Put each line of the listing below into a Markdown table with the columns Row and Line. Number the rows and leave out blank lines.

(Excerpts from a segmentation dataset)
--- START ---

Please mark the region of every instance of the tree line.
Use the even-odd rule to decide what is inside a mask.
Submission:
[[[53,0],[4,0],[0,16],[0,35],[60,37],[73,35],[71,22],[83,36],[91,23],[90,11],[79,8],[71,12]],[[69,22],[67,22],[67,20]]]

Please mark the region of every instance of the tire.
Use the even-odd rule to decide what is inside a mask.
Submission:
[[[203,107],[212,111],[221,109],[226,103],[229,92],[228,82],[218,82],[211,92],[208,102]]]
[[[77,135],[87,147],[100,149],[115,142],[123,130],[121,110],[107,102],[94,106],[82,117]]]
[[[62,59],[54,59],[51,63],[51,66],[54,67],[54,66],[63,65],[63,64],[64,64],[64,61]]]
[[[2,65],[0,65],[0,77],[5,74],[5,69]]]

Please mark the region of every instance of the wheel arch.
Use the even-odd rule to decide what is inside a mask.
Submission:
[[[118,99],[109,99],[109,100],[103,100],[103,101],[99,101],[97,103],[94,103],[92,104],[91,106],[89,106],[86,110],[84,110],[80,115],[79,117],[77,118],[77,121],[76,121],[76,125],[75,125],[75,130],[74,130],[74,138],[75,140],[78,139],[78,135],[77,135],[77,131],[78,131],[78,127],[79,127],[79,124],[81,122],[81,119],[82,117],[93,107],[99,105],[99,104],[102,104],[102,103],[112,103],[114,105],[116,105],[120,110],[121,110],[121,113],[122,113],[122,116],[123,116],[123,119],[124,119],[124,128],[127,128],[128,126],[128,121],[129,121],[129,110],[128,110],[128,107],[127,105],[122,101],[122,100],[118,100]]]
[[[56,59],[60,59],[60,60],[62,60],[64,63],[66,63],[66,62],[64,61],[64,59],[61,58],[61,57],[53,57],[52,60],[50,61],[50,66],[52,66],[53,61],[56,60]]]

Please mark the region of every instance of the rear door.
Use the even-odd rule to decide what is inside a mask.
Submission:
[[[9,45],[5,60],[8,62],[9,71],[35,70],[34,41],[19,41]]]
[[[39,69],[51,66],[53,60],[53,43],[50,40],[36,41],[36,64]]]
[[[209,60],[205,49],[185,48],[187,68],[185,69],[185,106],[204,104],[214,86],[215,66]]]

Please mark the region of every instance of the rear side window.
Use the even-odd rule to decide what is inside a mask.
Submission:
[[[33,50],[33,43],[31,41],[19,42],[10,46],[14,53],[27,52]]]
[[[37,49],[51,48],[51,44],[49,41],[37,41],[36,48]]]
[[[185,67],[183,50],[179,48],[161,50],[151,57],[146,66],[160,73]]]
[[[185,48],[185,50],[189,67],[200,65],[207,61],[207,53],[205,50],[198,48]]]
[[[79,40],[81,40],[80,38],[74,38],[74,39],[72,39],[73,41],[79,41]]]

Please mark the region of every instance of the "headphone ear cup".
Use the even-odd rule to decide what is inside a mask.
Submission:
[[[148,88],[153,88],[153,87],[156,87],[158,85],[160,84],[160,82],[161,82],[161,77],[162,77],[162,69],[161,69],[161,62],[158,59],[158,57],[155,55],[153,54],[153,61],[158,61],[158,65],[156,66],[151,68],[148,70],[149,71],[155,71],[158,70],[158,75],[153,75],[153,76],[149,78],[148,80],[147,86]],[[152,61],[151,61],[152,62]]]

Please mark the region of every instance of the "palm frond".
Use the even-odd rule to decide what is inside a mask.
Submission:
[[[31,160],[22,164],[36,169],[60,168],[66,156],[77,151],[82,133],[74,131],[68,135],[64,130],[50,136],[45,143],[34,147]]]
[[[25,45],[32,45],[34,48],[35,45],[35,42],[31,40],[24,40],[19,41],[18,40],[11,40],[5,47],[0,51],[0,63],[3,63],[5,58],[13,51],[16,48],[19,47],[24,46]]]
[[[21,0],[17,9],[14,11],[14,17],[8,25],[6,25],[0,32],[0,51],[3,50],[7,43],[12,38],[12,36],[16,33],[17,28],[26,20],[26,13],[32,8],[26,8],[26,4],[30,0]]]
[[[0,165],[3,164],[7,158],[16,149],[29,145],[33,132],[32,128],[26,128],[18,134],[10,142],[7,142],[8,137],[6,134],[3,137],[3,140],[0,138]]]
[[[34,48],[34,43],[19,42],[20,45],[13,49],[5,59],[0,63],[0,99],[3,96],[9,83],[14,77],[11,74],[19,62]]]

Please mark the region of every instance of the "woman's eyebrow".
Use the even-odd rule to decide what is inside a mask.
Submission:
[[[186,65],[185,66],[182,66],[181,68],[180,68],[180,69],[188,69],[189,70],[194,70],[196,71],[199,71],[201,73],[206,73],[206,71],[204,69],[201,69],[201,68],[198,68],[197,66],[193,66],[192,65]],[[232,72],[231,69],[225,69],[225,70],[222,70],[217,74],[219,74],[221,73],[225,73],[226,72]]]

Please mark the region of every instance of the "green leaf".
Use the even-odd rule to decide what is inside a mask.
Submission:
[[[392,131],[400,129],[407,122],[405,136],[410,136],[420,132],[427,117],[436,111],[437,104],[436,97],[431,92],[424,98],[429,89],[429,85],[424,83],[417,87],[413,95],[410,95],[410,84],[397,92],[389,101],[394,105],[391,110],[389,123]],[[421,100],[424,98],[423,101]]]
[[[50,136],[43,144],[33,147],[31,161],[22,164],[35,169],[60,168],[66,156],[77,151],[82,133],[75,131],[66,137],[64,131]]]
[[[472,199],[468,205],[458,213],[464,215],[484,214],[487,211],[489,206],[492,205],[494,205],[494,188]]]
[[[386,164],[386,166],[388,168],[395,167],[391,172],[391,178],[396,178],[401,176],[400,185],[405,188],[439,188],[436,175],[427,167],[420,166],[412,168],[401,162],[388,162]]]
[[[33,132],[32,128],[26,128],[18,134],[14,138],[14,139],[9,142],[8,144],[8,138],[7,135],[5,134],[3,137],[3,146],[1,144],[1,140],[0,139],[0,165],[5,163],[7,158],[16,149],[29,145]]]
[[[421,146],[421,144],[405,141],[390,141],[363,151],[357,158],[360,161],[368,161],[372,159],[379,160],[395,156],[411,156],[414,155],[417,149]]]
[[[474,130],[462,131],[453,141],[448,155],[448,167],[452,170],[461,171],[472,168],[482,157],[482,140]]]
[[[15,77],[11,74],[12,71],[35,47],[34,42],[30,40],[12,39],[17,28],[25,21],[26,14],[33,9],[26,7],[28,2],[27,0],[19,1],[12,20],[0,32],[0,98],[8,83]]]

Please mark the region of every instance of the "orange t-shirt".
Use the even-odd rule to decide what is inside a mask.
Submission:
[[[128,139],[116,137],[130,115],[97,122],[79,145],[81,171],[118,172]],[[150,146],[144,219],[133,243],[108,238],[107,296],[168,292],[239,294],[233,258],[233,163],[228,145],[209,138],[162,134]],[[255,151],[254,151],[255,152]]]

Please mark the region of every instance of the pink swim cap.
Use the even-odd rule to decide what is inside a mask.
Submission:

--- END ---

• [ANSWER TO THE PROBLEM]:
| Row | Line |
|---|---|
| 1 | Please mark the region of every instance of the tree line. |
| 2 | Use the even-odd rule to decide what is inside a mask. |
| 3 | Submission: |
| 4 | [[[53,0],[4,0],[0,16],[0,35],[60,37],[73,35],[71,22],[83,36],[91,23],[90,11],[79,8],[71,12]],[[69,22],[67,22],[67,20]]] |
| 5 | Please mark the region of every instance of the tire. |
| 6 | Use the even-odd rule to decide what is inside a mask. |
| 7 | Submission: |
| 8 | [[[203,107],[212,111],[221,109],[226,103],[229,92],[228,82],[218,82],[211,92],[208,102]]] |
| 9 | [[[77,135],[87,147],[100,149],[115,142],[123,130],[121,110],[107,102],[94,106],[82,117]]] |
| 10 | [[[62,59],[54,59],[51,63],[51,66],[54,67],[54,66],[63,65],[63,64],[64,64],[64,61]]] |
| 11 | [[[2,65],[0,65],[0,77],[5,74],[5,69]]] |
| 12 | Please mark the region of every instance of the wheel arch. |
| 13 | Use the even-odd rule to decide what is inside a mask. |
| 14 | Submission: |
| 15 | [[[118,99],[109,99],[109,100],[103,100],[103,101],[99,101],[97,103],[94,103],[92,104],[91,106],[89,106],[86,110],[84,110],[80,115],[79,117],[77,118],[77,121],[76,121],[76,125],[75,125],[75,130],[74,130],[74,138],[75,140],[78,139],[78,135],[77,135],[77,131],[78,131],[78,127],[79,127],[79,124],[81,122],[81,119],[82,117],[93,107],[99,105],[99,104],[102,104],[102,103],[112,103],[114,105],[116,105],[120,110],[121,110],[121,113],[122,113],[122,116],[123,116],[123,119],[124,119],[124,128],[127,128],[128,126],[128,121],[129,121],[129,110],[128,110],[128,107],[127,105],[122,101],[122,100],[118,100]]] |
| 16 | [[[56,59],[60,59],[60,60],[62,60],[64,63],[66,63],[66,62],[64,61],[64,59],[61,58],[61,57],[53,57],[52,60],[50,61],[50,66],[52,66],[53,61],[56,60]]] |
| 17 | Please mark the region of every instance of the rear door. |
| 18 | Use the even-odd rule to decide what is inside a mask. |
| 19 | Submission: |
| 20 | [[[9,45],[5,60],[8,62],[9,71],[35,70],[34,41],[19,41]]] |
| 21 | [[[39,69],[51,66],[53,60],[53,43],[50,40],[36,41],[36,64]]] |
| 22 | [[[209,60],[205,49],[185,48],[187,68],[185,69],[185,106],[204,104],[214,86],[215,66]]] |
| 23 | Please mark the region of every instance of the rear side window. |
| 24 | Use the even-odd rule to decide what is inside a mask. |
| 25 | Submission: |
| 26 | [[[33,50],[33,43],[31,41],[19,42],[10,46],[14,53],[27,52]]] |
| 27 | [[[37,49],[51,48],[51,44],[49,41],[37,41],[36,48]]] |
| 28 | [[[185,67],[183,50],[179,48],[161,50],[151,57],[146,66],[160,73]]] |
| 29 | [[[185,48],[185,50],[189,67],[200,65],[207,61],[207,53],[205,50],[198,48]]] |
| 30 | [[[79,40],[81,40],[80,38],[74,38],[74,39],[72,39],[73,41],[79,41]]] |
| 31 | Please mark the region of every instance of the "headphone ear cup". |
| 32 | Use the even-odd rule to decide what is inside a mask. |
| 33 | Submission: |
| 34 | [[[148,88],[153,88],[153,87],[156,87],[158,85],[160,84],[160,82],[161,82],[161,77],[162,77],[162,69],[161,69],[161,62],[158,59],[158,57],[155,55],[153,54],[153,61],[158,61],[158,65],[156,66],[151,68],[148,70],[149,71],[155,71],[158,70],[158,75],[153,75],[153,76],[149,78],[148,80],[147,86]],[[152,61],[151,61],[152,62]]] |
| 35 | Please mark the region of every instance of the "palm frond". |
| 36 | Use the even-odd rule to decide what is inside a mask. |
| 37 | Submission: |
| 38 | [[[31,160],[22,164],[36,169],[60,168],[66,156],[77,151],[82,133],[74,131],[68,135],[64,130],[50,136],[45,143],[34,147]]] |
| 39 | [[[25,45],[32,45],[34,48],[35,45],[35,42],[31,40],[24,40],[19,41],[18,40],[11,40],[5,47],[0,51],[0,63],[3,63],[5,58],[13,51],[16,48],[19,47],[24,46]]] |
| 40 | [[[21,0],[17,9],[14,11],[14,17],[8,25],[6,25],[0,32],[0,51],[3,50],[7,43],[12,38],[12,36],[16,33],[17,28],[26,20],[26,13],[32,8],[26,8],[26,4],[30,0]]] |
| 41 | [[[0,165],[3,164],[7,158],[16,149],[29,145],[33,132],[32,128],[26,128],[18,134],[10,142],[7,142],[8,137],[6,134],[3,137],[3,140],[0,138]]] |
| 42 | [[[34,48],[34,43],[19,42],[20,45],[13,49],[5,59],[0,63],[0,99],[3,96],[9,83],[14,77],[11,74],[19,62]]] |
| 43 | Please mark the region of every instance of the "woman's eyebrow". |
| 44 | Use the even-odd rule to decide what is inside a mask. |
| 45 | Submission: |
| 46 | [[[186,65],[185,66],[182,66],[181,68],[180,68],[180,69],[188,69],[189,70],[194,70],[196,71],[199,71],[201,73],[206,73],[206,71],[204,69],[201,69],[201,68],[198,68],[197,66],[193,66],[192,65]],[[232,72],[231,69],[225,69],[225,70],[222,70],[217,74],[219,74],[221,73],[225,73],[226,72]]] |
| 47 | Please mark the region of every instance of the "green leaf". |
| 48 | Use the even-odd rule to decide what is inside a mask. |
| 49 | Submission: |
| 50 | [[[392,131],[400,129],[407,122],[405,136],[410,136],[420,132],[427,117],[436,111],[437,104],[436,97],[431,92],[424,98],[429,89],[429,85],[424,83],[417,87],[413,95],[410,95],[410,84],[397,92],[389,101],[394,105],[391,110],[389,123]],[[421,100],[424,98],[423,101]]] |
| 51 | [[[50,136],[43,144],[33,147],[31,161],[22,164],[35,169],[60,168],[66,156],[77,151],[82,133],[75,131],[66,137],[64,131]]] |
| 52 | [[[472,199],[468,205],[458,213],[464,215],[484,214],[487,211],[489,206],[492,205],[494,205],[494,188]]] |
| 53 | [[[386,164],[386,166],[388,168],[395,167],[391,172],[391,178],[396,178],[401,176],[400,185],[405,188],[439,188],[436,175],[427,167],[420,166],[412,168],[401,162],[388,162]]] |
| 54 | [[[33,132],[32,128],[26,128],[18,134],[14,138],[14,139],[9,142],[8,144],[8,138],[7,135],[5,134],[3,137],[3,146],[1,144],[1,140],[0,139],[0,165],[5,163],[7,158],[16,149],[29,145]]] |
| 55 | [[[421,146],[421,144],[405,141],[390,141],[363,151],[357,158],[360,161],[368,161],[372,159],[379,160],[395,156],[411,156],[414,155],[417,149]]] |
| 56 | [[[474,130],[462,131],[453,141],[448,155],[448,167],[452,170],[461,171],[472,168],[482,157],[482,140]]] |
| 57 | [[[15,77],[11,74],[12,71],[35,47],[34,42],[30,40],[12,39],[17,28],[25,21],[26,14],[33,9],[26,7],[28,2],[27,0],[19,1],[12,20],[0,32],[0,98],[8,83]]] |
| 58 | Please mark the region of every instance of the "orange t-shirt". |
| 59 | Use the even-odd rule to decide what is inside a mask. |
| 60 | Submission: |
| 61 | [[[128,139],[116,137],[130,115],[97,122],[79,145],[81,171],[118,172]],[[150,146],[144,219],[133,243],[108,238],[107,296],[168,292],[239,294],[233,258],[233,163],[228,145],[209,138],[162,134]],[[255,151],[254,151],[255,152]]] |
| 62 | Please mark the region of every instance of the pink swim cap. |
| 63 | Use the even-odd rule to decide what is inside a mask. |
| 64 | Submission: |